[Natural language region descriptions]
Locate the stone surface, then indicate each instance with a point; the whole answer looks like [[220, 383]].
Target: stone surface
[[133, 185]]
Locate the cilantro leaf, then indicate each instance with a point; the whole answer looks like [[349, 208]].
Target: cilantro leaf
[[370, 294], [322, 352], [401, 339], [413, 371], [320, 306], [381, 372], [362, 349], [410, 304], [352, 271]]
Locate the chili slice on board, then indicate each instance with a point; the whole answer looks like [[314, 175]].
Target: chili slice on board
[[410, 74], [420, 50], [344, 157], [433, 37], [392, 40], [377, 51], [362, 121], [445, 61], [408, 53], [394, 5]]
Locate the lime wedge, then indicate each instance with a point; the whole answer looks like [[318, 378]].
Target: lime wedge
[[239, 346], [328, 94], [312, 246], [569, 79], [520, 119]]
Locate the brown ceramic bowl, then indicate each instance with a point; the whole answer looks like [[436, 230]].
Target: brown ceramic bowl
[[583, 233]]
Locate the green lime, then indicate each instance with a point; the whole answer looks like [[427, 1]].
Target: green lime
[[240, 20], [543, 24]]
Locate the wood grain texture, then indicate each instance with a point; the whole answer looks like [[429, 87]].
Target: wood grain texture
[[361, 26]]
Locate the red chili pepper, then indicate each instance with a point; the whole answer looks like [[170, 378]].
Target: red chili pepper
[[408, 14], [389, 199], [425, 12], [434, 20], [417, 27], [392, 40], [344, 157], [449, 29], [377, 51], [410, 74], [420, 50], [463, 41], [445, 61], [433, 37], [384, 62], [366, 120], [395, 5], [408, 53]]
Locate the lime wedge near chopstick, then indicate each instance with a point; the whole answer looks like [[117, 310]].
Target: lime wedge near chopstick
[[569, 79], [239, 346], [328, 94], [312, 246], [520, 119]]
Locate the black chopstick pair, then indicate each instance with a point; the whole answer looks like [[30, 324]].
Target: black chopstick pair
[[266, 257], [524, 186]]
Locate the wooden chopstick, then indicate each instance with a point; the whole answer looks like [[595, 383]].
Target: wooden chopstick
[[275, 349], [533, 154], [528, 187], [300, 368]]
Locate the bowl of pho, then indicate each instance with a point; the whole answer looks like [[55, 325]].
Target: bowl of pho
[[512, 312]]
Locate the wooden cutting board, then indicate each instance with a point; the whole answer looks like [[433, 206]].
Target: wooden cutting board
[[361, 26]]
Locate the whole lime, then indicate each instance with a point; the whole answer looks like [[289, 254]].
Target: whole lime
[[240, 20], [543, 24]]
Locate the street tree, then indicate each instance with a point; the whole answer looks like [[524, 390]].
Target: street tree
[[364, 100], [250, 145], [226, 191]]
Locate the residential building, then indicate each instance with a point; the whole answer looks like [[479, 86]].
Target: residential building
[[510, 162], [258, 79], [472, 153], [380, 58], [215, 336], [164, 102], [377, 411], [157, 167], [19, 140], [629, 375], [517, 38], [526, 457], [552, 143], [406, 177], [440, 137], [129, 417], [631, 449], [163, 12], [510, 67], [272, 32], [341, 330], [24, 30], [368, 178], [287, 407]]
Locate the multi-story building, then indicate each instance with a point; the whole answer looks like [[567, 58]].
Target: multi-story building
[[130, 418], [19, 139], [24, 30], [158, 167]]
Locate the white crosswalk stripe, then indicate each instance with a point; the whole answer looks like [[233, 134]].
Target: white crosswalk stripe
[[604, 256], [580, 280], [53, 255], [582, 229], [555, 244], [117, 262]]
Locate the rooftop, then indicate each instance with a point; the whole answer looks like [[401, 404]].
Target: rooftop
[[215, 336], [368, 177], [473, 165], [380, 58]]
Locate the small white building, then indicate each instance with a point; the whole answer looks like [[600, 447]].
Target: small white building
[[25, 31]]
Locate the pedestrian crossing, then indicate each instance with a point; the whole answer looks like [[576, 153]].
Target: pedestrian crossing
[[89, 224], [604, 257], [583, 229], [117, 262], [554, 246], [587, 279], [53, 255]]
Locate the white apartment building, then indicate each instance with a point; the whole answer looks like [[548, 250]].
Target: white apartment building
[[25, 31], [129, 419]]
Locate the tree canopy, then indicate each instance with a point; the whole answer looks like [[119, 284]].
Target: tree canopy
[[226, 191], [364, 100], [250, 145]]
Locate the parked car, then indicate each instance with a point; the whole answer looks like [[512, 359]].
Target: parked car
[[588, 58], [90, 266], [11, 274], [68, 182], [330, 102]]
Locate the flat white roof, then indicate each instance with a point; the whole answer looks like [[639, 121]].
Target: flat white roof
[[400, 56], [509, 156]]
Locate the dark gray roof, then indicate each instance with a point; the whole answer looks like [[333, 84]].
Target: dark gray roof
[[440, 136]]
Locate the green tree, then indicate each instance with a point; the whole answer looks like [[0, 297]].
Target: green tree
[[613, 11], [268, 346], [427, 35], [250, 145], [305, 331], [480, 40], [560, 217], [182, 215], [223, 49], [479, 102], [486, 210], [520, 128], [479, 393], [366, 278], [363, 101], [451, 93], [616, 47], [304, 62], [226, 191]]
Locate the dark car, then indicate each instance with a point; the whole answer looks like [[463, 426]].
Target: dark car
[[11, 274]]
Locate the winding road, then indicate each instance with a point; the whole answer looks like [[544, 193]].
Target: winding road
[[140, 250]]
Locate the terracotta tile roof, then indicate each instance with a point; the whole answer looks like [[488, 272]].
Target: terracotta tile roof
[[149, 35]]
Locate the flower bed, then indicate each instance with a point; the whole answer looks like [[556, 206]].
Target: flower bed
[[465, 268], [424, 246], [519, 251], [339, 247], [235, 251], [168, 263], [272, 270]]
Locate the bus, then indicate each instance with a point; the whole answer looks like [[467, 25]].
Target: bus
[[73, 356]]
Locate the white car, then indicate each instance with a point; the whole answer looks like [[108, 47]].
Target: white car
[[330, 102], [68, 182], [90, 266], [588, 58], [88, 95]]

• ASSIGNMENT
Write out every entry again, keeping each line exactly the same.

• SOLUTION TO THE EXERCISE
Locate the stone surface, then indicate each instance with a point; the whole answer looks like [[220, 383]].
Target: stone surface
[[133, 185]]
Locate the cilantro leaf, then indicate each instance with a point; the whole answer looks like [[349, 208]].
Target: cilantro leaf
[[370, 294], [322, 352], [401, 339], [413, 371], [320, 306], [381, 372], [362, 349], [410, 304], [352, 271]]
Locate the chili slice on board, then indicate each instance with a point; the whole answer looks like [[314, 175]].
Target: chili slice on board
[[410, 74], [420, 50], [344, 157], [433, 37], [392, 40], [377, 51], [362, 121], [445, 61], [408, 53], [394, 5]]
Locate the lime wedge, then indicate each instance with a point; the whole answer looks like [[318, 378]].
Target: lime wedge
[[239, 346], [328, 94], [312, 246], [569, 79], [520, 119]]
Locate the brown ceramic bowl, then indicate each instance with a point; the whole answer looks like [[436, 230]].
Target: brown ceramic bowl
[[583, 233]]
Locate the green lime, then indicate each instance with a point; the whole answer looks like [[427, 1]].
Target: green lime
[[240, 20], [543, 24]]
Locate the wood grain texture, then indicate each instance with a point; the whole answer looks like [[429, 87]].
Target: wood grain texture
[[361, 26]]
Locate the red chili pepper, then indicate each instance with a point; the whole answer looks like [[170, 378]].
Target: red chili pepper
[[408, 14], [389, 199], [425, 12], [434, 20], [417, 27], [392, 40], [344, 157], [449, 29], [377, 51], [410, 74], [420, 50], [463, 41], [445, 61], [433, 37], [384, 62], [366, 120], [395, 5], [408, 53]]
Locate the lime wedge near chopstick, then indicate each instance with a point; the whole answer looks like [[117, 310]].
Target: lime wedge near chopstick
[[569, 79], [239, 346], [328, 94], [312, 246], [520, 119]]
Locate the black chopstick pair, then indicate each instance with a point; the whole answer looks like [[30, 324]].
Target: black chopstick pair
[[266, 257], [524, 186]]
Locate the wooden chopstick, then indicate each instance with a point; the whole answer looks like [[595, 383]].
Target: wooden chopstick
[[275, 349], [533, 154], [528, 187], [300, 368]]
Locate the bowl of pho, then indicate each instance with a point; the whole answer looks like [[55, 325]].
Target: bowl of pho
[[512, 312]]
Locate the wooden cutting board, then indicate each instance with a point; the whole answer looks like [[433, 206]].
Target: wooden cutting board
[[361, 26]]
Locate the whole lime, then indicate each instance with a point; the whole answer looks like [[289, 254]].
Target: whole lime
[[240, 20], [543, 24]]
Locate the street tree, then indicate each instance with a point; the whole answer looks like [[524, 390]].
Target: street tree
[[364, 100], [250, 145], [226, 191]]
Locate the residential building, then indicate each instance with a point; the whole answer looks like [[479, 86]].
Target: residential building
[[510, 162], [258, 79], [472, 153], [380, 58], [215, 336], [164, 102], [377, 411], [157, 167], [19, 140], [629, 375], [517, 38], [526, 457], [552, 143], [406, 177], [440, 137], [129, 417], [631, 449], [163, 12], [510, 67], [272, 32], [341, 330], [24, 30], [368, 178], [287, 407]]
Locate the multi-story building, then indicate each instance with a point; the whole answer looks like [[567, 58]].
Target: multi-story building
[[130, 418], [19, 139], [24, 30], [158, 167]]
Locate the white crosswalk stripe, then indicate each instance with a point; the whole answer looks like [[233, 134]].
Target: white crosswalk stripe
[[604, 256], [580, 280], [53, 255], [582, 229], [555, 244], [117, 262]]
Locate the rooftop, then indicate each instance with a point; the whole answer looks like [[401, 404]].
Target: rooftop
[[215, 336], [368, 177], [473, 165], [380, 58]]
Locate the small white building, then indicate each instance with a point; the whole answer looks like [[600, 447]].
Target: small white building
[[25, 31]]
Locate the pedestrian crossing, then indicate each instance with a point; the whole answer looks like [[576, 153]].
Target: pedestrian crossing
[[89, 224], [604, 257], [583, 229], [117, 262], [554, 246], [587, 279], [53, 255]]
Locate the white apartment building, then indicate each instance with a point; the whole answer looks like [[548, 250]].
Target: white apartment building
[[25, 31], [129, 419]]
Locate the tree canopy, then indicate each instance with a point; the whole answer looks like [[119, 284]].
Target: tree canopy
[[226, 191], [364, 100], [250, 145]]
Locate the parked car, then indicate each instance with a point; the whole answer looks like [[512, 359]].
Target: parked car
[[588, 58], [90, 266], [11, 274], [68, 182], [330, 102]]
Locate the flat white roof, then indicate each instance with a point; the whole answer looks like [[639, 121]].
Target: flat white roof
[[400, 56], [509, 156]]
Locate the dark gray roof, then indicate each instance with a point; the whole answer looks like [[333, 84]].
Target: dark gray roof
[[440, 136]]
Locate the green tree, then indicate each instance with a point; the whole answer looks like [[0, 297]].
Target: green tree
[[613, 11], [268, 346], [427, 35], [250, 145], [305, 331], [480, 40], [560, 217], [182, 215], [223, 49], [479, 102], [486, 210], [520, 128], [479, 393], [366, 278], [363, 101], [451, 93], [616, 47], [304, 62], [226, 191]]
Locate the dark car, then indicate each instance with a point; the whole answer looks like [[463, 426]].
Target: dark car
[[11, 274]]
Locate the winding road, then indicate each instance with a point; the whole answer looks like [[544, 193]].
Target: winding road
[[140, 250]]
Locate the terracotta tile roof, then indicate each instance with a point; the whole answer looks like [[488, 272]].
Target: terracotta tile roof
[[149, 35]]
Locate the flower bed, then indicate each instance with a point; the whole answer looks like [[556, 206]].
Target: flower bed
[[465, 268], [424, 246], [519, 251], [339, 247], [235, 251], [168, 263], [272, 270]]
Locate the bus, then indicate each instance with a point; the whole answer looks like [[467, 25]].
Target: bus
[[73, 356]]
Locate the white car, then indicate each instance with a point; the whole answer looks like [[108, 47]].
Target: white car
[[330, 102], [68, 182], [90, 266], [588, 58], [88, 95]]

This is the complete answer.